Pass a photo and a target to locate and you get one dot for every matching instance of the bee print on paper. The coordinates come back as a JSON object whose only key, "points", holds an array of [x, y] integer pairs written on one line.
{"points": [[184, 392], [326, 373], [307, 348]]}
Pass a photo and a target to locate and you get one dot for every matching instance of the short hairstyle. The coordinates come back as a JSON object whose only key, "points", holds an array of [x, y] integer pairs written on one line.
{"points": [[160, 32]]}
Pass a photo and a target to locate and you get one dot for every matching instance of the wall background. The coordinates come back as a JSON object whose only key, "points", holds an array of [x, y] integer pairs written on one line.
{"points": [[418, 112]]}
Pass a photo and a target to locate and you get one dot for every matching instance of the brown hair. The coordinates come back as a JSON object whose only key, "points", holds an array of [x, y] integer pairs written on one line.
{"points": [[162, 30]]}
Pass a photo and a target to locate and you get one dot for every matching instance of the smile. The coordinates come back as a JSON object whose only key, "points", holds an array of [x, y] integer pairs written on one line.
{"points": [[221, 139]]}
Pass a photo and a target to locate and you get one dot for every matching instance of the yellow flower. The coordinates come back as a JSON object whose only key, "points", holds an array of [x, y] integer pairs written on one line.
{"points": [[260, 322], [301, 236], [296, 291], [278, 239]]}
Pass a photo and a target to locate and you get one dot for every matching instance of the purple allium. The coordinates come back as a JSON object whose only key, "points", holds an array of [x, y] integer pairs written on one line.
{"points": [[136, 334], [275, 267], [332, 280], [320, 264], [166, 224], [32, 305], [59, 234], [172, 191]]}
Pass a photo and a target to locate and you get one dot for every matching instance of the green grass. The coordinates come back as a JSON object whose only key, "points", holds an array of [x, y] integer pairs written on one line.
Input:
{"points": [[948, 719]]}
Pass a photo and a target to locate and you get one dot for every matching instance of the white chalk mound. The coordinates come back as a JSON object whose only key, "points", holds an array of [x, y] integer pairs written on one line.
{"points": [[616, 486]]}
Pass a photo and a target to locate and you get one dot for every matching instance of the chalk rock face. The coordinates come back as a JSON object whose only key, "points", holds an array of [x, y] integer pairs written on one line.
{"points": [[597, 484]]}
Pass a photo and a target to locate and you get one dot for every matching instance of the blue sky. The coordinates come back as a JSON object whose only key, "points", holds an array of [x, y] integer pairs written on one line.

=-=-=

Yapılacak iş:
Yukarıdaki öğelerde "of the yellow" ifadesinin geçtiği satırdan öğelerin sonuna kadar her şeyi, iki ucu da dahil ederek aynen tekrar yazar mısın?

Çözüm:
Pass a photo and a target to locate and you get one dot for every matching instance of the yellow flower. The coordinates come back as a JSON object whose only key, "points", holds an array of [x, y] integer pairs written on one line.
{"points": [[260, 322], [301, 236], [296, 291], [278, 239]]}
Pass a photo and a target to locate and you get one dot for every matching instance of the purple allium. The coordinates come back as a JSON object whose only key, "points", holds an array of [x, y] integer pairs written on one line.
{"points": [[136, 334], [275, 267], [332, 280], [320, 264], [166, 224], [32, 305], [59, 234], [172, 191]]}
Pass a photo and a target to locate and you get one dot for every matching instance of the green grass. The coordinates come back as a JSON object whose only key, "points", holds an array of [x, y] integer pairs written on one line.
Input:
{"points": [[948, 719]]}
Pass a photo and a target to locate and you get one dot for every matching instance of the white chalk mound. The coordinates come back as a JSON object whose only key, "points", holds an array of [x, y] integer pairs written on one line.
{"points": [[616, 486]]}
Pass a photo and a target to locate and you get one dot for every matching instance of the chalk rock face. The coordinates come back as a JSON object whose only key, "points", holds an array of [x, y] integer pairs written on one line.
{"points": [[597, 484]]}
Pass a photo and a target to locate and you get one dot for every matching instance of the blue sky. The coordinates come back as a JSON object whose only key, "points", holds an array of [x, y] integer pairs written on one line.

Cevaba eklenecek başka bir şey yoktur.